### What is needed
Transcribe each entry so that it matches the original exactly.

### Records shown

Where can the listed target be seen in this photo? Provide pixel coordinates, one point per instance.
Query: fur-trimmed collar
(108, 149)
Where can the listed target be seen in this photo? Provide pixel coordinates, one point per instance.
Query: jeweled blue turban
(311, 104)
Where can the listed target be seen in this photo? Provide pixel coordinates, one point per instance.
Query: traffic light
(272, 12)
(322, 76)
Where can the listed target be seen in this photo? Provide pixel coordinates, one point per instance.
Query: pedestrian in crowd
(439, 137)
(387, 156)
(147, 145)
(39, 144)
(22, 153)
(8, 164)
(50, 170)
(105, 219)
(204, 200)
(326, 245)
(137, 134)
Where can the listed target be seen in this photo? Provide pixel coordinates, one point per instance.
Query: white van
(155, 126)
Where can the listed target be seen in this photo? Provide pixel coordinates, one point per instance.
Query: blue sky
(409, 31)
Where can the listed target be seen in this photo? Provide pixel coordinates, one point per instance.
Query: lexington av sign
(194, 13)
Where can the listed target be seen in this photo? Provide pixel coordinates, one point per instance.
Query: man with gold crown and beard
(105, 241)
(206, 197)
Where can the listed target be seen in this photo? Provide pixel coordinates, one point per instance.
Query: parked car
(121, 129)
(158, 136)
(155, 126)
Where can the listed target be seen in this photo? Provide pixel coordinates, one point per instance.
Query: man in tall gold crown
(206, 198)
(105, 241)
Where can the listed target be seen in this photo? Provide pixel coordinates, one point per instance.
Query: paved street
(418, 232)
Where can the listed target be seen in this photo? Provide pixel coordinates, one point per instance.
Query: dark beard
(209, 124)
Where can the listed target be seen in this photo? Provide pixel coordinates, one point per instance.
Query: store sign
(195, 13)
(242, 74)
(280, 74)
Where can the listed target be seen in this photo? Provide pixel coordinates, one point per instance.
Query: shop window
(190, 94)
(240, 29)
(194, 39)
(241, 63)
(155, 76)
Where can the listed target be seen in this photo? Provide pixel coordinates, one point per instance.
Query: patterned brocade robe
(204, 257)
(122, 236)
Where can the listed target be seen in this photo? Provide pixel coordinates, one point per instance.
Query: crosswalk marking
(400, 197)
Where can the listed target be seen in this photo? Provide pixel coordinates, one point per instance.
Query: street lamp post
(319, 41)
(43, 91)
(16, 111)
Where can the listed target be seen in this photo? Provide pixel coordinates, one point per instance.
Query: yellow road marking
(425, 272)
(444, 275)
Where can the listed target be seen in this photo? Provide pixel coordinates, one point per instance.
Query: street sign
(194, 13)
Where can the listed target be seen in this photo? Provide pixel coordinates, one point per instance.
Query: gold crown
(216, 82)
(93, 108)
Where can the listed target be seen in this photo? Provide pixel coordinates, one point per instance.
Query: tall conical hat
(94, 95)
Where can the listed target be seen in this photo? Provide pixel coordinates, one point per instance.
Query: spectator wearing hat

### Solution
Where can the listed target be seen in this photo? Provide pixel coordinates, one point per instance.
Query: fur-trimmed collar
(108, 149)
Where can the listed target be seen in this photo? Provide pixel coordinates, one point per instance.
Query: jeweled blue turban
(311, 104)
Where can the listed target be seen in this photo? Provide pixel coordinates, one point per instance.
Query: traffic light
(272, 12)
(322, 76)
Where can the listed target be seen in this photo? Provide pixel coordinates, one point per instance.
Query: pedestrian in crowd
(439, 137)
(387, 156)
(147, 145)
(39, 144)
(22, 153)
(8, 164)
(50, 170)
(105, 219)
(204, 200)
(326, 245)
(137, 134)
Where can the listed target be seen in this photo? Provide pixel coordinates, one point per instance.
Query: white van
(155, 126)
Where can the listed target be seen in this photo? Provide pixel coordinates, one point per instance.
Query: blue sky
(409, 31)
Where can the listed target be seen in this photo? Provide pixel coordinates, one point per instance.
Query: lexington av sign
(194, 13)
Where can the listed target be seen in this photo? Provide pixel coordinates, one point per instance.
Query: man with gold crown and beard
(105, 241)
(206, 197)
Where can the listed target be seen in this photo? Provide pixel coordinates, one point per instance.
Query: parked car
(121, 129)
(158, 136)
(155, 126)
Where can the listed target be seen in this photo? Provide pixel coordinates, one point per instance.
Query: man in tall gold crown
(206, 198)
(105, 241)
Where can the listed target be seen in this photo? Provide pixel coordinates, one point per instance.
Query: paved street
(418, 232)
Where can the listed target be seen in this photo? Provide pixel coordinates, one point per instance.
Query: dark beard
(209, 124)
Where can the listed target be seen in this photo? Provide pixel coordinates, one point per instance.
Query: store sign
(195, 13)
(242, 74)
(280, 74)
Where can the listed target be seen in this photo? Provide pixel coordinates, one point per instance.
Query: shop window
(190, 94)
(240, 29)
(194, 39)
(241, 63)
(155, 76)
Where can the listed target be seen in this photo? Provide pixel coordinates, one point per instance.
Query: patterned brocade robe
(204, 257)
(122, 236)
Where can the listed target be seen in this photo? Provide pixel coordinates, one point per instance.
Query: crosswalk marking
(400, 197)
Where can the listed target be seen in this photo? Provide pixel coordinates, one point per instance.
Query: street lamp post
(319, 41)
(43, 91)
(16, 111)
Where can the listed target be seen in this photo? Provide pixel coordinates, one point per instance.
Query: yellow road marking
(425, 272)
(444, 275)
Where can the listed target be seen in this photo? Provide pixel coordinates, one point per instance.
Query: street sign
(194, 13)
Where can the listed target be seen in this photo? Provide pixel coordinates, one point per instance.
Query: gold crown
(216, 82)
(93, 108)
Where can the listed target be seen in this photo? Provide pixel coordinates, one point per instance.
Query: tall conical hat
(94, 95)
Where can the listed target be seen in this photo? Provide pixel coordinates, one point per instance.
Query: spectator wearing hat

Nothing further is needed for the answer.